What you should do: In the listing below, reproduce everything from the line containing "lens for grasp trajectory computation." down to the line containing "[61,93,352,420]", swapping "warehouse robot's" for "logistics robot's" and leaving the rest untouched. Return only those lines.

----------

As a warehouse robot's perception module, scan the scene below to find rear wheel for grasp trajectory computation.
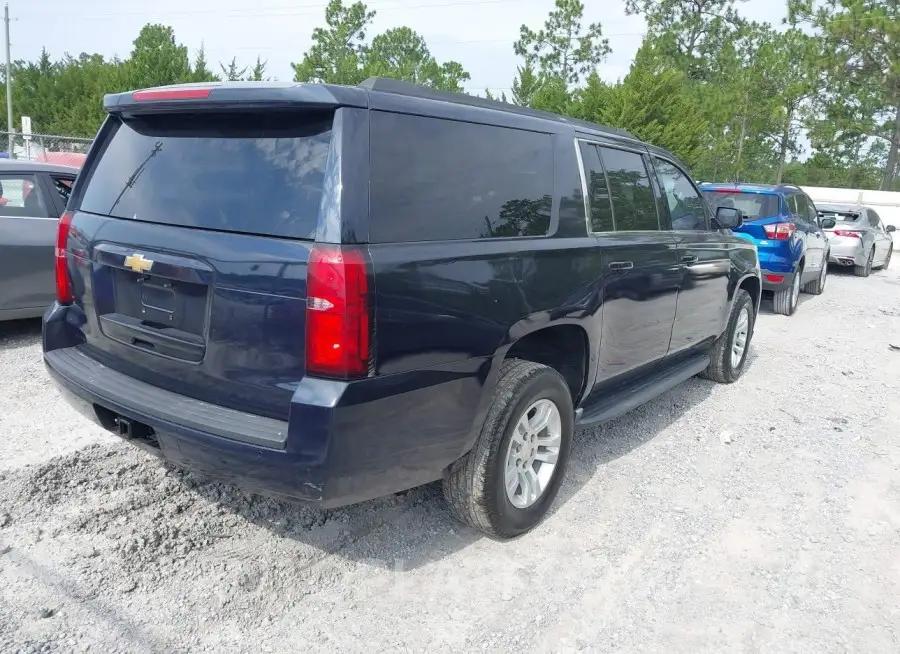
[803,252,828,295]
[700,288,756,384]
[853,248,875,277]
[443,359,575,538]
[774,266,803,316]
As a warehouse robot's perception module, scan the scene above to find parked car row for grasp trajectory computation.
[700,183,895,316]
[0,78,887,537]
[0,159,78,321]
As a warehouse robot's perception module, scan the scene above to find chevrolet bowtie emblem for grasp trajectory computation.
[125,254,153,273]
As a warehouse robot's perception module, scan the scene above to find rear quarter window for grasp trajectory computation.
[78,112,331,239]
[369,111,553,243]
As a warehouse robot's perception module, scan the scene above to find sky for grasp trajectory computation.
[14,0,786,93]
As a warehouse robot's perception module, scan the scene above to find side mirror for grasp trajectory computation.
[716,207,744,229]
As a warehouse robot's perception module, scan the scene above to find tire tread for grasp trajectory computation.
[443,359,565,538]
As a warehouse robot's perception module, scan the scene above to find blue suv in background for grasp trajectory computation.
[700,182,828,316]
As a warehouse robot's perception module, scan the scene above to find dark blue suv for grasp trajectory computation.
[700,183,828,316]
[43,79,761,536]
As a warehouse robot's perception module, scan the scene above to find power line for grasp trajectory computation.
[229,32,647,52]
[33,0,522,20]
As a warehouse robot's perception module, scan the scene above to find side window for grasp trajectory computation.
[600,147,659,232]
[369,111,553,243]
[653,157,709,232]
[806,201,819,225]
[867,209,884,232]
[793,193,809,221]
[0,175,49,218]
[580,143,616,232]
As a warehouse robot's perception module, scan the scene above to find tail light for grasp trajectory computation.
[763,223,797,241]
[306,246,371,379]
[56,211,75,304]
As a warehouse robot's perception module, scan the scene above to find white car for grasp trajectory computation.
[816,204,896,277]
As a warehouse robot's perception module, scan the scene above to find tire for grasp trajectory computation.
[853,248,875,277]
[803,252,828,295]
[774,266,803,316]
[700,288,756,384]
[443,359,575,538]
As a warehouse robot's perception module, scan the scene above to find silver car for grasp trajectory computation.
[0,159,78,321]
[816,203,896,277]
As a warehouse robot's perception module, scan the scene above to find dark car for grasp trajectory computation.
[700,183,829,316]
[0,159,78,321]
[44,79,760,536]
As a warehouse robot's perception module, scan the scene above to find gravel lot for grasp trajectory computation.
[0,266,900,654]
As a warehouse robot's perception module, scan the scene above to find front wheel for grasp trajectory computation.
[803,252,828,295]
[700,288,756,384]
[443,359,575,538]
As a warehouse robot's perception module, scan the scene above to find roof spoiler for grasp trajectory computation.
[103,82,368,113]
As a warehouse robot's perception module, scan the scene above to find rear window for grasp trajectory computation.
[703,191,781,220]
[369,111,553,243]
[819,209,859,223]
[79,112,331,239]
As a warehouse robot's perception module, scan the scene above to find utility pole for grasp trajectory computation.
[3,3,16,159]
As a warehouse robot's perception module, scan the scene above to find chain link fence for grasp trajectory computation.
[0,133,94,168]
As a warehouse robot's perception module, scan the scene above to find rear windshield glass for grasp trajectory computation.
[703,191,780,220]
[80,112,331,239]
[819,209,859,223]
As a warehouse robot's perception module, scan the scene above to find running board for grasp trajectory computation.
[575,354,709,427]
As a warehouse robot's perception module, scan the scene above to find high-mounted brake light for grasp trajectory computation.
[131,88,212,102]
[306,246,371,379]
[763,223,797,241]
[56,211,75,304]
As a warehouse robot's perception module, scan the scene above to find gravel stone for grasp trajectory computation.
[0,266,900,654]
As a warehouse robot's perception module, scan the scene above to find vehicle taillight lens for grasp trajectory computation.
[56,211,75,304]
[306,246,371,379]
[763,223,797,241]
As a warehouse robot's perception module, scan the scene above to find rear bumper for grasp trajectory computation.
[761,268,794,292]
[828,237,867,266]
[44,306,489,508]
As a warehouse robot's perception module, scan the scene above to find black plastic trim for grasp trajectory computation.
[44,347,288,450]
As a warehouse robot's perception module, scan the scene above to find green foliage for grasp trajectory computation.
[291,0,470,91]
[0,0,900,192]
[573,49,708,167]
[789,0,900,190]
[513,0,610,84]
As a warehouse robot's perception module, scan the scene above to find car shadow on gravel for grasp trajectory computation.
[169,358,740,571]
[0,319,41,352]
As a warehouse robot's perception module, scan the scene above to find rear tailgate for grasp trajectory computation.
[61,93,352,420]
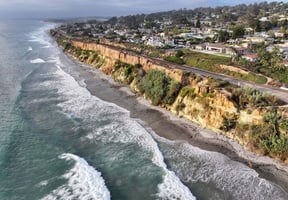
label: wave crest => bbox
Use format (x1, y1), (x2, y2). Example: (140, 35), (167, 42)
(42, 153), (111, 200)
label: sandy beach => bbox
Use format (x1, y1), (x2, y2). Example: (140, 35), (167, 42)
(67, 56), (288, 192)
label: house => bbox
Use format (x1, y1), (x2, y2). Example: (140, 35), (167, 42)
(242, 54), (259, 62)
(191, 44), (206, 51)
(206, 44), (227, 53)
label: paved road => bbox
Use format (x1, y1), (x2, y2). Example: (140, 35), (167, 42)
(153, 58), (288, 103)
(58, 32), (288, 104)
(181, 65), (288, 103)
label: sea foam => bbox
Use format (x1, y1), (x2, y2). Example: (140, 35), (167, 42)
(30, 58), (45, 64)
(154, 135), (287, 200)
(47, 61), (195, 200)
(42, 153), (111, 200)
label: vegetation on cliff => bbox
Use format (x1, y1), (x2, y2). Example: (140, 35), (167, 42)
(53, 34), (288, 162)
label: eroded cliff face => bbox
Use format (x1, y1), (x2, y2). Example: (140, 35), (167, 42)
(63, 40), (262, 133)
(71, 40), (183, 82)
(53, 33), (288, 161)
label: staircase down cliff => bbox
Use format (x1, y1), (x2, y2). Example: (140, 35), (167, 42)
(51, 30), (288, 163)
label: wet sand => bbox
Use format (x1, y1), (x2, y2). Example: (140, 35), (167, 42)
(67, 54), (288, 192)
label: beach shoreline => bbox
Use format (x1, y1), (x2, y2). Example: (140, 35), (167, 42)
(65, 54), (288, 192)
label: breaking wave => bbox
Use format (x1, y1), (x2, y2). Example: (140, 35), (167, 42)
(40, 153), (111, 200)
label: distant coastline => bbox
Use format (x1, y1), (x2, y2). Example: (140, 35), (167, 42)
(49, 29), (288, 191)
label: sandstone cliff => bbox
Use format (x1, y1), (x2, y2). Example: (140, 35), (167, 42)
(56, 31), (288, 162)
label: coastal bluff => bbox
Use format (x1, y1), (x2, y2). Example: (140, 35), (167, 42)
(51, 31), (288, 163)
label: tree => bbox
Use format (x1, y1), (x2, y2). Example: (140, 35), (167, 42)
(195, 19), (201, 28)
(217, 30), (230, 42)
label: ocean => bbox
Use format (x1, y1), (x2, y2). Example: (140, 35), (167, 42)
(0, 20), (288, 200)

----------

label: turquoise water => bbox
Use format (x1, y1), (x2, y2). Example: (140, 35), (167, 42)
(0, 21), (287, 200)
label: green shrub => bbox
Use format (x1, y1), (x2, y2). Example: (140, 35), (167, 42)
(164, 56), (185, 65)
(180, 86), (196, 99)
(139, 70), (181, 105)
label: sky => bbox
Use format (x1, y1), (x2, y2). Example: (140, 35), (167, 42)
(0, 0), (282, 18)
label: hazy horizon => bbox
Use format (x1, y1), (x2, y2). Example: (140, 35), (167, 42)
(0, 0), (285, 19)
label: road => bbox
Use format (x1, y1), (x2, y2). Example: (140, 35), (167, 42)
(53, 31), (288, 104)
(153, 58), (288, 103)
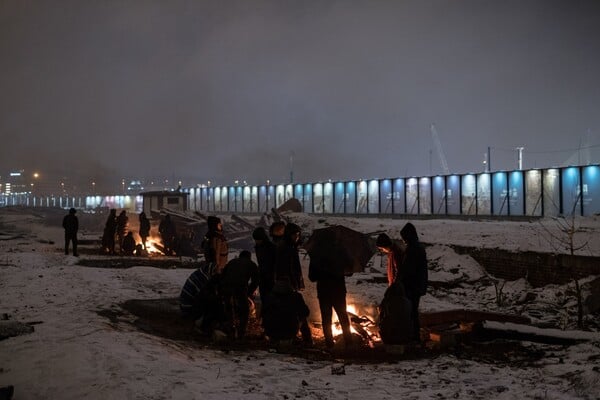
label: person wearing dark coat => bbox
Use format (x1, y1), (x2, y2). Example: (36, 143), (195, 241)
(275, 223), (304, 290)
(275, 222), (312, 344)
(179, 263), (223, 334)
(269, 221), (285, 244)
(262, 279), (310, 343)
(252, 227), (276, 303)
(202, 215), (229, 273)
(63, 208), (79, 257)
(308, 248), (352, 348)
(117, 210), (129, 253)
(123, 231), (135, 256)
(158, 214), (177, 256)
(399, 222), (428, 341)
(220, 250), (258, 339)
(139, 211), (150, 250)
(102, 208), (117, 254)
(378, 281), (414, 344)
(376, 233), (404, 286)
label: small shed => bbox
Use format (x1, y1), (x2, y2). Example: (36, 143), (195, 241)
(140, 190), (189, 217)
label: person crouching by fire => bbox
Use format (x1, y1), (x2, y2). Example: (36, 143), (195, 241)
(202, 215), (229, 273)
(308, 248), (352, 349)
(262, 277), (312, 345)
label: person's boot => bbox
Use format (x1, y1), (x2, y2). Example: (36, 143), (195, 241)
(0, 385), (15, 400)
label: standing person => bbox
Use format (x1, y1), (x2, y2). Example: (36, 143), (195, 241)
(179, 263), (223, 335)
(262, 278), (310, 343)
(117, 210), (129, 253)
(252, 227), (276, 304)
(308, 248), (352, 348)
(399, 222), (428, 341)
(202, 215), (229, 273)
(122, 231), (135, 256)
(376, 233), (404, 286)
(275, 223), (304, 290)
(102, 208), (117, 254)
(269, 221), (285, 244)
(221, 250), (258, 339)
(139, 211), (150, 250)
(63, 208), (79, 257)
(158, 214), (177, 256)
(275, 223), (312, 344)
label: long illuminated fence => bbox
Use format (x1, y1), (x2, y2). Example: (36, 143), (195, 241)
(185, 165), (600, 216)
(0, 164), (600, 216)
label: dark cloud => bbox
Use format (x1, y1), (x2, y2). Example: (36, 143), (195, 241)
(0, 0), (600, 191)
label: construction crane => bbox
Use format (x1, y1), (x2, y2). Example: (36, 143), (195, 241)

----------

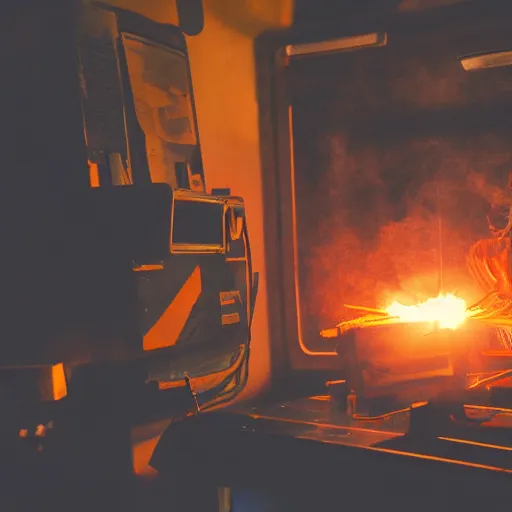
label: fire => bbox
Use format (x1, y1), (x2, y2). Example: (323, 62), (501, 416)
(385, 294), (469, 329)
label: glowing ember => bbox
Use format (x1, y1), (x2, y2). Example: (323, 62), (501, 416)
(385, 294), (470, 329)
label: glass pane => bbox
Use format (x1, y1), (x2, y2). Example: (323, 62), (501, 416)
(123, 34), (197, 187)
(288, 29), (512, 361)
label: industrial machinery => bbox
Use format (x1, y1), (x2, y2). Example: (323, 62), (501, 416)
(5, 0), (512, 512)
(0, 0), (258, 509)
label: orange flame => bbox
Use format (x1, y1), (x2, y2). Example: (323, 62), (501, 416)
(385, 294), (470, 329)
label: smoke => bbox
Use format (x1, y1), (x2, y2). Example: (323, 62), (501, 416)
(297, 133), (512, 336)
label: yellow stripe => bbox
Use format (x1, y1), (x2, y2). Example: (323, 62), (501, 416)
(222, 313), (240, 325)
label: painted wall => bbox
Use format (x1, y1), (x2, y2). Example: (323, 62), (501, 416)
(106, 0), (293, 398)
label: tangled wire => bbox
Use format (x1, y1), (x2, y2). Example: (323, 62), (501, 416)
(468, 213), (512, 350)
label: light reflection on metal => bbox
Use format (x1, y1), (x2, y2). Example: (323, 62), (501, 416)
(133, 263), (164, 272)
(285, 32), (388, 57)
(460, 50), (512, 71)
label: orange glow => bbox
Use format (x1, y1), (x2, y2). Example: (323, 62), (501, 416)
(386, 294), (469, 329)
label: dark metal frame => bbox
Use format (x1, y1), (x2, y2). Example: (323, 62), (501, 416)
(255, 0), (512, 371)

----------

Finished task:
As a logistics robot's perception module, scan the scene above to find vehicle taillight lens for grasp trajectory computation.
[56,211,75,304]
[306,246,371,379]
[763,223,797,241]
As a logistics robot's perception module, scan the scene above to find rear bumper for grasp trajectory computation.
[761,268,794,292]
[828,237,867,266]
[44,306,489,508]
As a logistics robot's perception module, scan the scene above to find black plastic trim for grasp trajectory computation.
[44,347,288,450]
As a logistics robot's perception module, scan the scene above to find green foliage for grasp trajectory computation.
[291,0,470,91]
[0,0,900,192]
[573,49,708,167]
[789,0,900,190]
[513,0,610,84]
As a logistics robot's perception module, scan the scene above to find car shadow on gravel for grasp trajectory computation.
[169,358,740,571]
[0,319,41,352]
As a logistics robot's perception module, scan the scene above to find rear tailgate for grasp trajectory computation.
[61,93,352,420]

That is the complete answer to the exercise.